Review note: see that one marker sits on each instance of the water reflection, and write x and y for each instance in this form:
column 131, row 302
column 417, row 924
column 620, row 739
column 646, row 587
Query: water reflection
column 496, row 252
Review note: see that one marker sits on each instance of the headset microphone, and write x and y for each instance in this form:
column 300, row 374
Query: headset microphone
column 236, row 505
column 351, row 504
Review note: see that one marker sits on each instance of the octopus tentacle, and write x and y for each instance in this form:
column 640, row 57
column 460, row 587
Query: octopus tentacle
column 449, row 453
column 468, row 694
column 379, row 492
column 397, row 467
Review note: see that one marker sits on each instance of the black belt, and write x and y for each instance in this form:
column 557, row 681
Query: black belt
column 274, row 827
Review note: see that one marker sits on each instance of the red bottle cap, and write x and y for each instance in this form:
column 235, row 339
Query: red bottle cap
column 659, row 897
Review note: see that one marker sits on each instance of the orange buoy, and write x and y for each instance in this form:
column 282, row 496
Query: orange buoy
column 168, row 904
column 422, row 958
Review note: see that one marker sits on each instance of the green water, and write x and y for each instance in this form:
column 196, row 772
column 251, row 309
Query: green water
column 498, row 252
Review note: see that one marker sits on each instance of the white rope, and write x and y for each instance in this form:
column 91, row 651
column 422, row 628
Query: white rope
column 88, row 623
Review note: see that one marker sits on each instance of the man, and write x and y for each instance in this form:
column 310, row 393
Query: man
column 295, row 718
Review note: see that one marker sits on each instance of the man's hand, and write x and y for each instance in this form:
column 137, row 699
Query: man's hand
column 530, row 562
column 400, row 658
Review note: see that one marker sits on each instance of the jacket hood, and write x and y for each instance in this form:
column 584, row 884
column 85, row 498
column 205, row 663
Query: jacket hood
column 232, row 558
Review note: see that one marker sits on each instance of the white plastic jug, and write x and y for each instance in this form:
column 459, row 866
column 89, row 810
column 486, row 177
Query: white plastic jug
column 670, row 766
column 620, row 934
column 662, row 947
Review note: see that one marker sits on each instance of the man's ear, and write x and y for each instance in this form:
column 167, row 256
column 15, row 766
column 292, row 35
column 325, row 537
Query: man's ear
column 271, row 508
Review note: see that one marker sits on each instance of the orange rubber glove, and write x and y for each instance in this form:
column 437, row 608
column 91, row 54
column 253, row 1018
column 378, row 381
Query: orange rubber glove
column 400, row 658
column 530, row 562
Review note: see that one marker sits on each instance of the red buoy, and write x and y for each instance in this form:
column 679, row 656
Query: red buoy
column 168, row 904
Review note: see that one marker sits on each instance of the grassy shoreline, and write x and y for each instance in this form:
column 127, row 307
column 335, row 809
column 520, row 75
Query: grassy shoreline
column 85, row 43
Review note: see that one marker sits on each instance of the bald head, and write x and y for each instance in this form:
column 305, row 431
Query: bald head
* * *
◆ **Instructions to follow**
Please arrange every line of the records above as a Markdown table with two columns, Row and Record text, numbering the rows in order and leaving out blank lines.

◆ **Answer in full**
| Row | Record text |
|---|---|
| 1 | Review note: see that one marker sits on each instance of the water reflection, and write x and y for each instance in this form: |
| 2 | column 131, row 302 |
| 3 | column 417, row 924 |
| 4 | column 620, row 739 |
| 5 | column 646, row 587 |
| 6 | Query: water reflection |
| 7 | column 496, row 252 |
| 8 | Review note: see that one marker sits on each instance of the headset microphone, and write x and y for each instance in this form: |
| 9 | column 300, row 374 |
| 10 | Query: headset microphone |
| 11 | column 236, row 505 |
| 12 | column 351, row 504 |
| 13 | Review note: see that one marker sits on each instance of the octopus tentacle, and write x and y for each instance in this form: |
| 14 | column 640, row 57 |
| 15 | column 460, row 587 |
| 16 | Query: octopus tentacle |
| 17 | column 449, row 453 |
| 18 | column 468, row 694 |
| 19 | column 379, row 492 |
| 20 | column 397, row 467 |
| 21 | Review note: see that one marker sits on each instance of the black belt, and write x and y for each instance in this form: |
| 22 | column 557, row 681 |
| 23 | Query: black belt |
| 24 | column 274, row 827 |
| 25 | Review note: see that one marker sits on each instance of the red bottle cap, and write x and y for each instance in this form: |
| 26 | column 235, row 339 |
| 27 | Query: red bottle cap |
| 28 | column 659, row 897 |
| 29 | Review note: see that one marker sits on each instance of the orange buoy, and write x and y for each instance in this form: |
| 30 | column 282, row 496 |
| 31 | Query: orange buoy |
| 32 | column 168, row 904 |
| 33 | column 422, row 958 |
| 34 | Review note: see that one marker sits on each instance of the green water, and write x and y for each instance in this form: |
| 35 | column 196, row 772 |
| 36 | column 251, row 309 |
| 37 | Query: green water |
| 38 | column 498, row 252 |
| 39 | Review note: see that one marker sits on each instance of the white rope, and write x and y for each instance in this form: |
| 40 | column 91, row 651 |
| 41 | column 422, row 628 |
| 42 | Query: white rope |
| 43 | column 88, row 623 |
| 44 | Review note: see that one marker sits on each instance of the man, and write x and y for each instance in this form: |
| 45 | column 310, row 393 |
| 46 | Query: man |
| 47 | column 295, row 718 |
| 48 | Review note: see that one marker sits on each instance of the man's hand, and write x and y for each instance in this form: |
| 49 | column 137, row 699 |
| 50 | Query: man's hand |
| 51 | column 530, row 562 |
| 52 | column 400, row 658 |
| 53 | Review note: see that one marker sits on each instance of the jacket hood, and write x and y for each instance in this form: |
| 54 | column 584, row 884 |
| 55 | column 85, row 498 |
| 56 | column 205, row 663 |
| 57 | Query: jacket hood |
| 58 | column 232, row 558 |
| 59 | Review note: see that one marker sits on each instance of the white plastic jug, and write x and y for each instance in this form: |
| 60 | column 459, row 866 |
| 61 | column 89, row 810 |
| 62 | column 486, row 177 |
| 63 | Query: white plastic jug |
| 64 | column 670, row 766 |
| 65 | column 620, row 934 |
| 66 | column 662, row 947 |
| 67 | Review note: see that one marker sits on each instance of the man's ear, and write x and y for each instance in this form: |
| 68 | column 167, row 256 |
| 69 | column 15, row 766 |
| 70 | column 292, row 35 |
| 71 | column 325, row 537 |
| 72 | Query: man's ear |
| 73 | column 271, row 508 |
| 74 | Review note: see that one marker sits on each instance of the orange rubber glove, and write x and y for each instance in this form: |
| 75 | column 437, row 608 |
| 76 | column 91, row 54 |
| 77 | column 253, row 1018 |
| 78 | column 378, row 381 |
| 79 | Query: orange rubber glove |
| 80 | column 400, row 658 |
| 81 | column 530, row 562 |
| 82 | Review note: see that one marker sits on each instance of the red buoy, and write x and y for each instance in this form: |
| 83 | column 679, row 656 |
| 84 | Query: red buoy |
| 85 | column 168, row 904 |
| 86 | Review note: see that one marker sits on each instance of the grassy shoreline, and write x and y for each instance in this form: |
| 87 | column 127, row 307 |
| 88 | column 335, row 809 |
| 89 | column 520, row 75 |
| 90 | Query: grassy shoreline |
| 91 | column 85, row 43 |
| 92 | Review note: see that one marker sits on each instance of the bald head, and write x and y for each instance in this form: |
| 93 | column 305, row 431 |
| 94 | Query: bald head |